### TEXT PASSAGE

The probabilities are assigned to lessen the chance of paying the big cash awards. For example, the middle cell gets a lucky number only 2% of the time, so winning the game by having all 1s on a diagonal (the big $250 prize!) will not happen often.

### How Much and How Often Would You Win This Game?

In order to find the expected payout (in dollars) for each combination, you can compute the products of the row, column, and diagonal probabilities and multiply those values by the corresponding payouts, as shown in the following SAS/IML statements:

rowPay = p[,#] # {5,10,100}; colPay = p[#,] # {3 20 100}; diagPay = p[{1 5 9}][#] # 250; antiDiagPay = p[{3 5 7}][#] #250; print rowPay, colPay, diagPay antiDiagPay; |

The payout for the entire game is just the sum of these individual payouts. To compute the expected gain/loss for playing the game, subtract the initial $3 purchase price:

ExpGain = -3 + sum(rowPay, colPay, diagPay, antiDiagPay); print ExpGain; |

### Scratch, Scratch, Scratch: Simulating Many Games

For people more comfortable with simulation than with probability theory, you can also write a SAS/IML simulation that "plays" the game many times. The statements call the `TestWinner`
module from
my previous blog post.

NSim = 1E5; x = j(NSim,9); y = j(NSim,1); /** each cell cell has different probabilities. Sample 9 times. **/ do i = 1 to 9; call randgen(y, "BERNOULLI", p[i]); x[,i] = y; end; win = TestWinner(x); ExpWin = win[:]; PctWin = (win>=0)[:]; print ExpWin PctWin; |

Notice that this game pays out an award 33% of the time, so it gives the players (false) hope and keeps them coming back. (Of course, for most of those "wins," you only get your money back!) The simulated result estimates that, on average, you will lose $0.58 every time you play the game. (The true expected loss is $0.595.)

Unless, of course, you know Srivastava's trick.

### Choosing the Probabilities: A Better Way?

######
### DATA PROVIDED

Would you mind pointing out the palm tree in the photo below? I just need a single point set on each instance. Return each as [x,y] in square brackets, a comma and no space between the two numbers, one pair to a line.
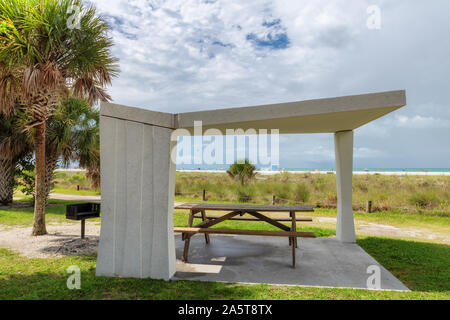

######

#### [REQUIRED WORK]
Update the lottery game text starting at "rowPay = p[,#]" and ending at "previous blog post.", putting "article" wherever "blog post" appears.

#### [RESPONSE]
rowPay = p[,#] # {5,10,100}; colPay = p[#,] # {3 20 100}; diagPay = p[{1 5 9}][#] # 250; antiDiagPay = p[{3 5 7}][#] #250; print rowPay, colPay, diagPay antiDiagPay; |

The payout for the entire game is just the sum of these individual payouts. To compute the expected gain/loss for playing the game, subtract the initial $3 purchase price:

ExpGain = -3 + sum(rowPay, colPay, diagPay, antiDiagPay); print ExpGain; |

### Scratch, Scratch, Scratch: Simulating Many Games

For people more comfortable with simulation than with probability theory, you can also write a SAS/IML simulation that "plays" the game many times. The statements call the `TestWinner`
module from
my previous article.